---- Records for this exercise
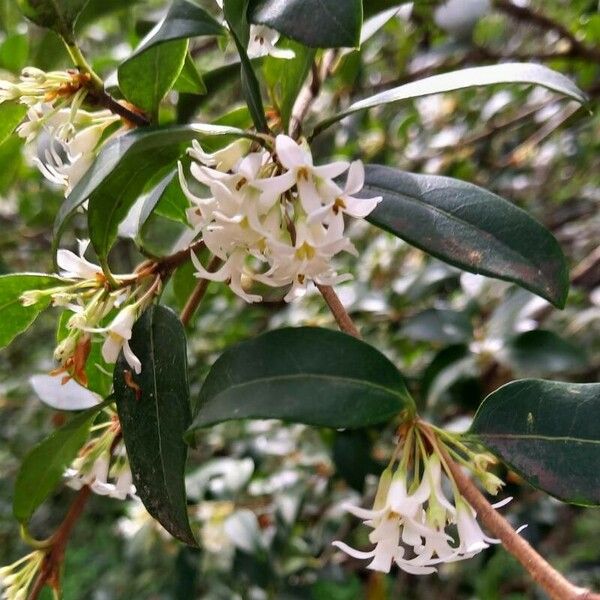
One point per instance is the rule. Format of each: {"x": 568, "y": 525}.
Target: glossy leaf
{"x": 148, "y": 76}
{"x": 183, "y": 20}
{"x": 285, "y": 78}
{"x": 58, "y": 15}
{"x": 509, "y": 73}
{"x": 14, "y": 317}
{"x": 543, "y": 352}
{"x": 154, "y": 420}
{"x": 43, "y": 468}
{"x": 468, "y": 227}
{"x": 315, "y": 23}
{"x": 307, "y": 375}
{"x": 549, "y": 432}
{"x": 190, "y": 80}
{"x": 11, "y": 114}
--------
• [Work to do] Set out every line of the items above as a numbered list, skipping blank lines and leaving out the pictures.

• [The reply]
1. One point per instance is the rule. Format of each: {"x": 568, "y": 525}.
2. Target: glossy leaf
3. {"x": 148, "y": 76}
4. {"x": 183, "y": 20}
5. {"x": 285, "y": 78}
6. {"x": 58, "y": 15}
7. {"x": 509, "y": 73}
8. {"x": 14, "y": 317}
9. {"x": 543, "y": 352}
10. {"x": 154, "y": 420}
11. {"x": 43, "y": 468}
12. {"x": 468, "y": 227}
13. {"x": 315, "y": 23}
14. {"x": 307, "y": 375}
15. {"x": 549, "y": 432}
16. {"x": 190, "y": 80}
17. {"x": 11, "y": 114}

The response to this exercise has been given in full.